- [RECORDS SUPPLIED]:
╭──
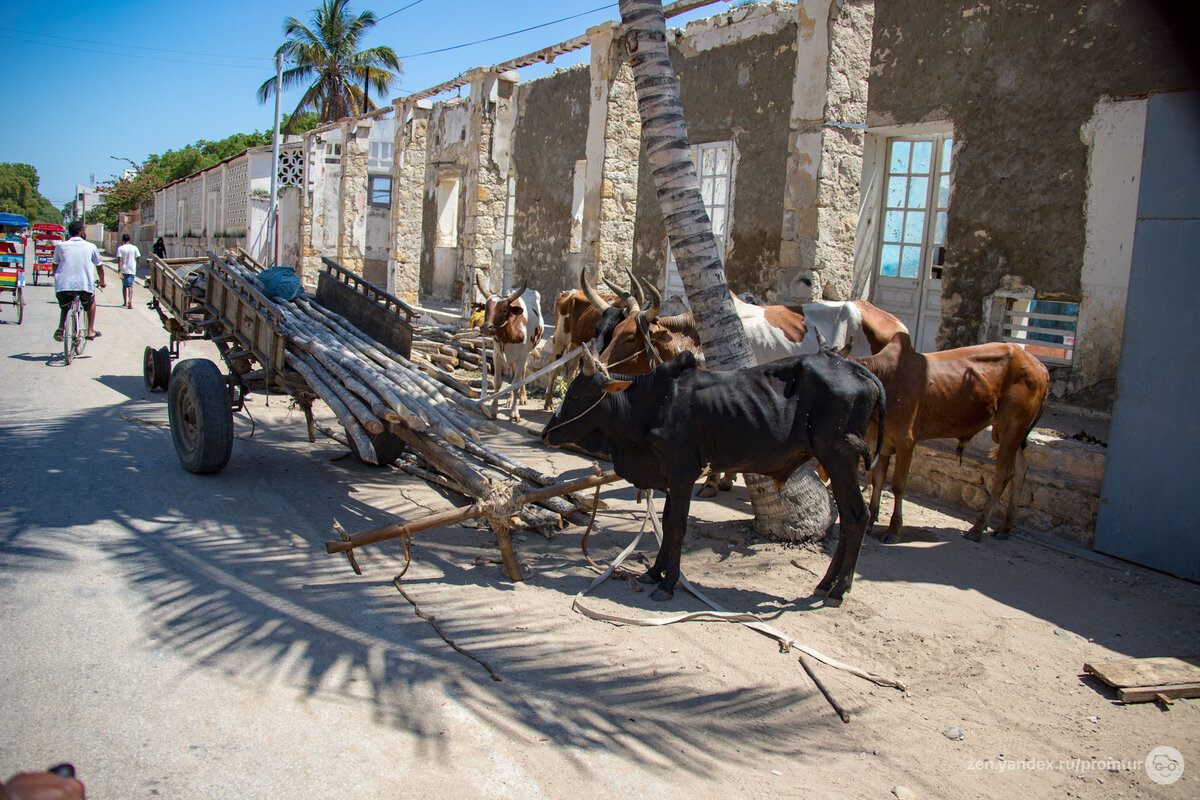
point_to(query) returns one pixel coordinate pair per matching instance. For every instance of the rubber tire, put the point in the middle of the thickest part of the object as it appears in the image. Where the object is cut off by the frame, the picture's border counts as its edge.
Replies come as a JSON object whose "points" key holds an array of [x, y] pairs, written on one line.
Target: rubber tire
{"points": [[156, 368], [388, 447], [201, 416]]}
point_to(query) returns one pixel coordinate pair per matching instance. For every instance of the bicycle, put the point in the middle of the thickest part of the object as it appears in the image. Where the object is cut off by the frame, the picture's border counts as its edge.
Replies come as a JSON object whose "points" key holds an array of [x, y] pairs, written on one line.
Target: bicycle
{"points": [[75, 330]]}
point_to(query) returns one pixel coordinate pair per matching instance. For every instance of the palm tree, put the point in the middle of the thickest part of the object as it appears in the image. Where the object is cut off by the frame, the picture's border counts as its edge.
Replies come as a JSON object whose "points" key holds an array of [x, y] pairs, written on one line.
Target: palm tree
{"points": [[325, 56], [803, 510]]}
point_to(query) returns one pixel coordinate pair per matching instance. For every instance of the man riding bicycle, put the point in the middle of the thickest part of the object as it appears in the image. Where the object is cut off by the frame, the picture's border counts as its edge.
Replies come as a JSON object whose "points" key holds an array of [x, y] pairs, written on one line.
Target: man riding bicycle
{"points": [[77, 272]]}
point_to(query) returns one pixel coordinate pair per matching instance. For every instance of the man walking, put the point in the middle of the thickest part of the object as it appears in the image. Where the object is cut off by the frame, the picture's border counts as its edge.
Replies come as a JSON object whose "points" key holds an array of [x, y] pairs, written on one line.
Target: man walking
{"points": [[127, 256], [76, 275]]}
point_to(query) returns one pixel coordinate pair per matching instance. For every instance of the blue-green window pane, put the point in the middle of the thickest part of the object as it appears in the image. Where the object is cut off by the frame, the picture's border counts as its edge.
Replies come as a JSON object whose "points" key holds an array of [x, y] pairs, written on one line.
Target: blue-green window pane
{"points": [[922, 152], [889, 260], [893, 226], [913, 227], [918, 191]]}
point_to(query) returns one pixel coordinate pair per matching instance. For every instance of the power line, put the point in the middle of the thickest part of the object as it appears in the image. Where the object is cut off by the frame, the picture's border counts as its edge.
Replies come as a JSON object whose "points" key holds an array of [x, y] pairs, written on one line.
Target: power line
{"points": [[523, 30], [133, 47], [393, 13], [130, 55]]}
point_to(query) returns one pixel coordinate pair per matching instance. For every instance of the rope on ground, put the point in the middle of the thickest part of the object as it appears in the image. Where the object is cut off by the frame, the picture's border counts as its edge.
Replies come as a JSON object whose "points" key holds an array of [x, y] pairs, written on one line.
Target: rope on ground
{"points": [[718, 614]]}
╰──
- [THE EXERCISE]: Convert all of the rows above into a two-column CSV with the header instruction,response. Give one line per row, with the row's text and its answer each in a single quoted field and any line breaks replaced by spaces, and leave the pictures out.

- [WRITTEN SOLUTION]:
instruction,response
"point_to(query) returns one pixel coordinate pair per matching instance. For every instance of the rubber tire, put the point in the middle of the thickest part of the object as it appears in the image. Where the object is cut off by the frame, the picture's border counts as its edge. Replies come as a JSON object whose ""points"" key holds an array of [x, y] pairs, written on one line. Target: rubber tire","{""points"": [[156, 368], [388, 447], [201, 416]]}"
"point_to(query) returns one pixel coordinate pair per matching instance. For every instance of the bicycle, put the point in the middle of the thickest part of the object as it appears in the image. Where the object is cut off by the frame, the picture's border counts as its edge. Replies come as a JSON object whose ""points"" key holds an array of [x, y] pairs, written on one line. Target: bicycle","{""points"": [[75, 330]]}"
"point_to(query) returns one pixel coordinate pair per matching instance. For every instance of the palm tree, put the point in the middle of the thickest part of the object as it appears in the image. Where the object is cut off by the frame, the picture's border counts as its edge. Replies come as a JSON object whose ""points"" key holds an array of [x, y] pairs, written on one line. Target: palm tree","{""points"": [[325, 56], [803, 510]]}"
"point_to(query) returns one pixel coordinate pair per matching instance. For every instance of the man riding bicycle, put the point in the middle of the thickest part of the object as it appears in the image. Where the object is cut off by the frame, the picture's border counts as its edge. Replies come as a JSON object whose ""points"" key holds an array of [x, y] pairs, written on one line. Target: man riding bicycle","{""points"": [[77, 272]]}"
"point_to(query) returns one pixel coordinate pair per matching instance. For every instance of the man walking, put the point in the middle of the thickest part of the object as it appears in the image. Where the object is cut off by the frame, the picture's border counts as its edge. Replies come as a JSON object whose ""points"" key holds an array of [x, y] pairs, written on one line. Target: man walking","{""points"": [[127, 256], [76, 275]]}"
"point_to(query) returns one pixel coordinate pair per matching instance. For every instance of the blue-green window pane, put the point in the middle of the thickest part of the object as it appears in the image. Where the object is cut off by the frame, the picture's border counts as its edge. Replies come as a JSON object whose ""points"" key holds an array of [x, y] pairs, written on one line. Target: blue-green window pane","{""points"": [[922, 152], [889, 260], [893, 226], [913, 227], [918, 191]]}"
"point_to(query) returns one pixel coordinate pair per matching instance. For every instance of the power line, put the point in the middle of the thickest part of the object as it appears in the image. Where the object is cut off by the frame, the picture's border counts as its edge. Replies come as a JSON object whose ""points"" key holds an array of [x, y] pairs, written on one line. Target: power line","{""points"": [[523, 30], [133, 47], [393, 13], [130, 55]]}"
"point_to(query) returns one pixel coordinate pair per matching instance. For every instance of the rope on ground, put the point in the middle of the thickest part of the object as it appears in the image. Where the object is cut off by the frame, the picture's border counts as its edge. Replies come as a JSON object whose ""points"" key holds an array of [x, y] pairs, written on one line. Target: rope on ground","{""points"": [[718, 614]]}"